··· SELECTED EXCERPT

Hilliar Township is one of the twenty-two townships of Knox County, Ohio, United States.  The 2010 census found 3,715 people in the township, 1,942 of whom lived in the unincorporated portions of the township.

Geography
Located in the southwestern corner of the county, it borders the following townships:
South Bloomfield Township, Morrow County - north
Liberty Township - northeast corner
Milford Township - east
Bennington Township, Licking County - southeast corner
Hartford Township, Licking County - south
Trenton Township, Delaware County - southwest corner
Porter Township, Delaware County - west
Bennington Township, Morrow County - northwest corner

The village of Centerburg is located in central Hilliar Township.

The farthest west township in Knox County, it is the only township that borders Delaware County.

Name and history
Hilliar Township was established in 1818. It was named for Dr. Richard Hilliar, a pioneer settler and landowner.

It is the only Hilliar Township statewide.

······
··· ENTRIES

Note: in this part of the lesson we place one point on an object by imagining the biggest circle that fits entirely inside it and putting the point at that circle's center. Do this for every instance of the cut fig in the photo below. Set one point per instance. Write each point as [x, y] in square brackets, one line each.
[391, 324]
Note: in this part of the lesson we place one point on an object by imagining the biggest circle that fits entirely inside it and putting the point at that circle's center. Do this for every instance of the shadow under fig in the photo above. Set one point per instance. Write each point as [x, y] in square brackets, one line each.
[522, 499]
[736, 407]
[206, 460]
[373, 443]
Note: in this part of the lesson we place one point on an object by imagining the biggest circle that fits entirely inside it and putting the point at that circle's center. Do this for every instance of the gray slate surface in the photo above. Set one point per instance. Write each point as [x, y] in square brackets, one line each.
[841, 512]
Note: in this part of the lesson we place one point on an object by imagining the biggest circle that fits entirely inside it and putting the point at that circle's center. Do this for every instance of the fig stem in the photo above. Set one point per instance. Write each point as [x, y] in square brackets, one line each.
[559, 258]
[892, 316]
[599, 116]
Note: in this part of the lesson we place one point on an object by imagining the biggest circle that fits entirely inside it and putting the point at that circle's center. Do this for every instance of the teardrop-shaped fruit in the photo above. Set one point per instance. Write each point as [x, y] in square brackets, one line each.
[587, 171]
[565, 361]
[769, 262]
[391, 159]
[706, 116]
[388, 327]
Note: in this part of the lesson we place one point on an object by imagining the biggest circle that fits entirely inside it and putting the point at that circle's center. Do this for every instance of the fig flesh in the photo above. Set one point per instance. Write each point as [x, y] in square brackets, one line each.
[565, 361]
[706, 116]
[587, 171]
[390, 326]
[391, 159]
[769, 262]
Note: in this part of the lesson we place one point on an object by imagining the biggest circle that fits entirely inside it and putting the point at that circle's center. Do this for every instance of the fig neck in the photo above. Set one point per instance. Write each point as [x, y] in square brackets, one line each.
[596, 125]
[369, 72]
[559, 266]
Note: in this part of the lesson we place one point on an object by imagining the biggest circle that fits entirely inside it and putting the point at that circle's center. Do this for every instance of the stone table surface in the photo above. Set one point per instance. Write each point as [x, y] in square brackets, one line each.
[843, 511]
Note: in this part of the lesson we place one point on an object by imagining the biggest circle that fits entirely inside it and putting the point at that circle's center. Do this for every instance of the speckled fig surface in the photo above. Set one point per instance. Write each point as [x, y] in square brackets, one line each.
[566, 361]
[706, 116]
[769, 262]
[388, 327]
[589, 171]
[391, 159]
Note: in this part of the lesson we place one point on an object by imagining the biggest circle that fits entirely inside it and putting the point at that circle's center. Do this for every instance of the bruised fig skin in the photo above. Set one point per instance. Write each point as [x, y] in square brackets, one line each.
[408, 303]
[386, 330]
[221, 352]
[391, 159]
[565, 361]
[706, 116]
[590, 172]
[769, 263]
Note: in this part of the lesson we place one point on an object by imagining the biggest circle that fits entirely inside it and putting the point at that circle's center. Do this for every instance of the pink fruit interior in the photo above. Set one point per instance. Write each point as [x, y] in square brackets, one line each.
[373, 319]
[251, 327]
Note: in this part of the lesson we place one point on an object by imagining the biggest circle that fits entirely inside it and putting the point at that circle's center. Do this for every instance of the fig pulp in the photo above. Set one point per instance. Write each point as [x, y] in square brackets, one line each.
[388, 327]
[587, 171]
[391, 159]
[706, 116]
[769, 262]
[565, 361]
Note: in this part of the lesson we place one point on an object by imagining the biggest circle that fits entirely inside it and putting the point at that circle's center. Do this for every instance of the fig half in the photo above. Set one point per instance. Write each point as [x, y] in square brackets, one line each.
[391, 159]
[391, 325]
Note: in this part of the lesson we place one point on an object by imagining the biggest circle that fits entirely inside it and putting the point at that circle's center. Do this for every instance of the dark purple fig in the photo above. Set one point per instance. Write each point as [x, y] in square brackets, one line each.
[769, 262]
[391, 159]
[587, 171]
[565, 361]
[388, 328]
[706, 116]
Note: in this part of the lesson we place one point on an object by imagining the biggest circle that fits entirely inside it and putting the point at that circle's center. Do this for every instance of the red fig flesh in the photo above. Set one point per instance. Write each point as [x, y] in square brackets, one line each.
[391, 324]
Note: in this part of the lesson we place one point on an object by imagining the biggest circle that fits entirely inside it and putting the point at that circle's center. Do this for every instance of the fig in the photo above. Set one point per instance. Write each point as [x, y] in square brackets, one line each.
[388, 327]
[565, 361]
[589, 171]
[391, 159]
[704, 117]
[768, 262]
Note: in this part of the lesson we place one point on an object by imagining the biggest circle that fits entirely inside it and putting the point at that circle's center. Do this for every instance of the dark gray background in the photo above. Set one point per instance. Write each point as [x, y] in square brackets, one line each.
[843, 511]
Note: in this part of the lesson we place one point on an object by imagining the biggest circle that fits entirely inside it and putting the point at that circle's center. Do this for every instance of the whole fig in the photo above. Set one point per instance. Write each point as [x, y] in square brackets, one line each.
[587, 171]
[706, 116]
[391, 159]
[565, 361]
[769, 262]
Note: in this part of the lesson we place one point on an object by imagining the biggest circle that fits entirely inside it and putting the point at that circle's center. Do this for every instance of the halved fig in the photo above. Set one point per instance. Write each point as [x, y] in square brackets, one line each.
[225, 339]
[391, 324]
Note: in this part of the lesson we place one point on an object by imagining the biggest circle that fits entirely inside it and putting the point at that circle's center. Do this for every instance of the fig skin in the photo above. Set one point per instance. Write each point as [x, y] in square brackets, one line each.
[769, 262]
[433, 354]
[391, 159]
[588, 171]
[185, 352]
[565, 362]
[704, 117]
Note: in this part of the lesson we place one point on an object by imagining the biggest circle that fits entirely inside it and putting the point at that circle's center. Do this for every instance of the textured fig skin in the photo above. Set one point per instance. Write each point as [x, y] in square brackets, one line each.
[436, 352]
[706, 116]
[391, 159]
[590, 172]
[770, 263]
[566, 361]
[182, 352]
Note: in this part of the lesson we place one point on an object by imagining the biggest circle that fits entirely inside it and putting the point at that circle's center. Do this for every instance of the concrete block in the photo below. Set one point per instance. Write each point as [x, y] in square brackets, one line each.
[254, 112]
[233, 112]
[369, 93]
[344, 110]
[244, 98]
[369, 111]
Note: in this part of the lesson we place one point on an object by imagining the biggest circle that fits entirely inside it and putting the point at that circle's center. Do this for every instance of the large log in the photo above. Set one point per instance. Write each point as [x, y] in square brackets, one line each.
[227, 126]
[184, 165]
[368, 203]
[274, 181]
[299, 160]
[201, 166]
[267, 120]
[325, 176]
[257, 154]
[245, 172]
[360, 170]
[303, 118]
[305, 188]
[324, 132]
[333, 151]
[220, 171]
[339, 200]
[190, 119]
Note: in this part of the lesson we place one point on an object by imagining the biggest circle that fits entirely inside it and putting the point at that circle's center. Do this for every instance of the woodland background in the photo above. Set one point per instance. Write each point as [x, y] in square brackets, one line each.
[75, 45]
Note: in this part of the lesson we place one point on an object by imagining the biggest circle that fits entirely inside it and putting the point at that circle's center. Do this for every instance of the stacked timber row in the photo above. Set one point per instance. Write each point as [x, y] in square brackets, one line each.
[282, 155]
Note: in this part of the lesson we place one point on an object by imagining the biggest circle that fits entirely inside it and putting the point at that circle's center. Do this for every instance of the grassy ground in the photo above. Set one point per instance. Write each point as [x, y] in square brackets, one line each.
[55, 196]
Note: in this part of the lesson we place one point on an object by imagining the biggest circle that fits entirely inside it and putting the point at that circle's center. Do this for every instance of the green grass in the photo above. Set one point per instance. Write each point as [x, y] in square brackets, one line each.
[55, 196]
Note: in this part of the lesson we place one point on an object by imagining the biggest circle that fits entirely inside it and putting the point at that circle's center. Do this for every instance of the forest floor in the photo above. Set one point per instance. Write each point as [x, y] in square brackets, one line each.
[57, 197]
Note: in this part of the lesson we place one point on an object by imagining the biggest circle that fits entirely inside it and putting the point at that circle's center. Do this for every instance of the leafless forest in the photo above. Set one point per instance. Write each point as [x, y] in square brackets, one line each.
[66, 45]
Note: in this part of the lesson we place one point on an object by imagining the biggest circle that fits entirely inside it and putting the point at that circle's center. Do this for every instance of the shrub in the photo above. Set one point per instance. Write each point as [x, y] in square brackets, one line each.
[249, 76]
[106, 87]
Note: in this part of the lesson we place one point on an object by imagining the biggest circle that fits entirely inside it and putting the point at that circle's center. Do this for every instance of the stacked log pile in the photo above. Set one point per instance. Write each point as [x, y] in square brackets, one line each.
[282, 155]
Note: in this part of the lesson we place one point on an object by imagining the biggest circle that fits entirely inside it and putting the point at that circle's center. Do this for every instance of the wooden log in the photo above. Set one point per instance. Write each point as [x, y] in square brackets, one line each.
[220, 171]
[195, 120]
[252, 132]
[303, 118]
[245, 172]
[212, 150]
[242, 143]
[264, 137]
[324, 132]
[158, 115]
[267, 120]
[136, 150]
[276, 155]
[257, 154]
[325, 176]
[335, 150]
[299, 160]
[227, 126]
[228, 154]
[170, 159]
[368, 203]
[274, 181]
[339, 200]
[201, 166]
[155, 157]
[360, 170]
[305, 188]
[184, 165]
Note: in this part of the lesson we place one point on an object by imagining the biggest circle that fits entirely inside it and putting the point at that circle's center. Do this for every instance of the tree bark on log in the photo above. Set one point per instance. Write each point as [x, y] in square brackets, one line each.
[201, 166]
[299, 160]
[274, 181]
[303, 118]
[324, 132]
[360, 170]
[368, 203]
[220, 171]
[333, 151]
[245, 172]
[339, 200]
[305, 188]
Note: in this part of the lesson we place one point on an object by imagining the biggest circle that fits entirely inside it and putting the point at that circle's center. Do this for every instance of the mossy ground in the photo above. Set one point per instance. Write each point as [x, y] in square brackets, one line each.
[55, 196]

······

--- EXERCISE REQUIREMENTS ---
In the Hilliar Township article, who is the township named for?

--- TASK ANSWER ---
Dr. Richard Hilliar, a pioneer settler and landowner.